***** Listed entries

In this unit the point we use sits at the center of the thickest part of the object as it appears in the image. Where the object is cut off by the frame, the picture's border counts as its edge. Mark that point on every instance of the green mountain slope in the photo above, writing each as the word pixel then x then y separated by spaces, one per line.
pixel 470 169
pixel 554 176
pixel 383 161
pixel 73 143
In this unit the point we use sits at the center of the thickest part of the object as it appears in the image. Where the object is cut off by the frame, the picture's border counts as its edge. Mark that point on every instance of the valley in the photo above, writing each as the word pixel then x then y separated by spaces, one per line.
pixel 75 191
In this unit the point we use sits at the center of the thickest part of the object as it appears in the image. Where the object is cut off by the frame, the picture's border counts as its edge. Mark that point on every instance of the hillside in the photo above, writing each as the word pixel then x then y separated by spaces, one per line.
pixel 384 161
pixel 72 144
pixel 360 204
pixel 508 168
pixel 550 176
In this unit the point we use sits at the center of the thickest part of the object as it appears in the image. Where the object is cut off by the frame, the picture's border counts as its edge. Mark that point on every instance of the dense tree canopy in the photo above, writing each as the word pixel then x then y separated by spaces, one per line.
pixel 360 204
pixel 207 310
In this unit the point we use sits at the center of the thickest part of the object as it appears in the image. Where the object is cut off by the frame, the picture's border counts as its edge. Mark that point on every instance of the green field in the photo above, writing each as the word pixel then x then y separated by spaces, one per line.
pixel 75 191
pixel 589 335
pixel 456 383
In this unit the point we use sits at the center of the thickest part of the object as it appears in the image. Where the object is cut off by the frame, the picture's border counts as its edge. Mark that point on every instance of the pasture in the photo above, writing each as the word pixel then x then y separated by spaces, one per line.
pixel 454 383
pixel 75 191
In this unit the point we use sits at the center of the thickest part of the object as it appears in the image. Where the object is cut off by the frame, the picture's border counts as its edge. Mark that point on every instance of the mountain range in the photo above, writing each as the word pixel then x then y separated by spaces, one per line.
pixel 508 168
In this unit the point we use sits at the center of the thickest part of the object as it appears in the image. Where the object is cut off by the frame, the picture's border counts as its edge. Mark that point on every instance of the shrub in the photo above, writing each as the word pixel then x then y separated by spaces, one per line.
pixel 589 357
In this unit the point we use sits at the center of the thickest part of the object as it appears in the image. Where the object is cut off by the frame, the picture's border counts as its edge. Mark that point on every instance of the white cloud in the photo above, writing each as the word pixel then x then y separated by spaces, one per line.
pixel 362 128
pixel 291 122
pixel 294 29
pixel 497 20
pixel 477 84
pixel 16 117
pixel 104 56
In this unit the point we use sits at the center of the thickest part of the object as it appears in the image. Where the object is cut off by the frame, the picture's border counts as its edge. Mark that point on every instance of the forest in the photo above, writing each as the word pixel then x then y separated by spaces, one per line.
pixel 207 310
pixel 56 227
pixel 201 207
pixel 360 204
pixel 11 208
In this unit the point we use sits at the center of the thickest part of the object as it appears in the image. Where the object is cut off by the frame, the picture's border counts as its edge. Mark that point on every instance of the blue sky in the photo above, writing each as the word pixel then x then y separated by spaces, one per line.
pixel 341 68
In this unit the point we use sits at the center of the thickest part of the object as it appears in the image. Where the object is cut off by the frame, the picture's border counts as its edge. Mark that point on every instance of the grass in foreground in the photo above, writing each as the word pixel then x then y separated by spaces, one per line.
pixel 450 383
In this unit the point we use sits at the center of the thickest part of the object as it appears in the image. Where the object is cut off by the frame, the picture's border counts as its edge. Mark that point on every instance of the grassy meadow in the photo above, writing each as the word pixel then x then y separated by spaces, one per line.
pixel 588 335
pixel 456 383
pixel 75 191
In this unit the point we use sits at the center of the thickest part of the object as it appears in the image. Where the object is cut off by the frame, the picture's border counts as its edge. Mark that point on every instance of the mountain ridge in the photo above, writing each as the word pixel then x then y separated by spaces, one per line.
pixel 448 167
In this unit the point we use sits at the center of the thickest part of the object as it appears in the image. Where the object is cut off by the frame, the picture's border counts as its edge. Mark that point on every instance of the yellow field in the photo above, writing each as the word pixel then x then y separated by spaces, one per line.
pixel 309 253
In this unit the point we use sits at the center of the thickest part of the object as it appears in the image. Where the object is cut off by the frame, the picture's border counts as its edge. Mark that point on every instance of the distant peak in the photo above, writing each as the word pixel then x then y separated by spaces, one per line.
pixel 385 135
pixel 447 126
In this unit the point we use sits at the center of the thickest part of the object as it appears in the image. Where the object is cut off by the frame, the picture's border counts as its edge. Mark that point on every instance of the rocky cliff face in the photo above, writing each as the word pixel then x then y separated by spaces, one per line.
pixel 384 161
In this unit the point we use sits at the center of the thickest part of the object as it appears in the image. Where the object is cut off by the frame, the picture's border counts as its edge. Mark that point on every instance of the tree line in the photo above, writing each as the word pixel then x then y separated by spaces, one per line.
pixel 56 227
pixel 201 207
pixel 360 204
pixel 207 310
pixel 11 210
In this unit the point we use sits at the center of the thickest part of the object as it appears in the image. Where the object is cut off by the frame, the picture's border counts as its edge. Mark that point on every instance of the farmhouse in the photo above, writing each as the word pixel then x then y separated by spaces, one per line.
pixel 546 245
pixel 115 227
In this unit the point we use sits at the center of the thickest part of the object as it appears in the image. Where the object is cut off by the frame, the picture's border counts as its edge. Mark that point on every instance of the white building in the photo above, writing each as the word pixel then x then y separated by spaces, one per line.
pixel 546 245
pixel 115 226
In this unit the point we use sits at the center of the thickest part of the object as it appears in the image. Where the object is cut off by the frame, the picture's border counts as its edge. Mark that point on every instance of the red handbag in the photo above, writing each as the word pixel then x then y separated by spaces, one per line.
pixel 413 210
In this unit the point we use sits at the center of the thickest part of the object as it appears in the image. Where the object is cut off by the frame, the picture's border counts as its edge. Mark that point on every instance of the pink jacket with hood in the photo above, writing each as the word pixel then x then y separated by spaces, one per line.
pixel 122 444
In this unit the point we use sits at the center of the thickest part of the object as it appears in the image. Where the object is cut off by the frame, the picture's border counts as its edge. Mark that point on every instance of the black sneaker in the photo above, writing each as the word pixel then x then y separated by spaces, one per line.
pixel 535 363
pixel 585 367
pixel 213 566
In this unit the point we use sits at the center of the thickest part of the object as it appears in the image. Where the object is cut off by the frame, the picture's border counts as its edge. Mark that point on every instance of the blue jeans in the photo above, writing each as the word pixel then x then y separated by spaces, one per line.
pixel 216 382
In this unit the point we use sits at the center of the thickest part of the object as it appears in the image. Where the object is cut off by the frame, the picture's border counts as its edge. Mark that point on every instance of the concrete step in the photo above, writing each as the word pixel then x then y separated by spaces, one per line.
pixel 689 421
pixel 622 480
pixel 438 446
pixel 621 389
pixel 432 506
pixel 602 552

**********

Directions for this task
Reproduce the entries above word for word, from the very first line through the line that contains "pixel 73 143".

Full solution
In this unit the point we use sits at the center of the thickest part of the object as it appears in the image. Where the object is cut off by the frame, the picture's border counts as its edge. Mark that point on every instance of the green mountain slope in the photo above, writing each as the word pixel then x then y separated by spaces, one per line.
pixel 470 169
pixel 554 176
pixel 383 161
pixel 73 143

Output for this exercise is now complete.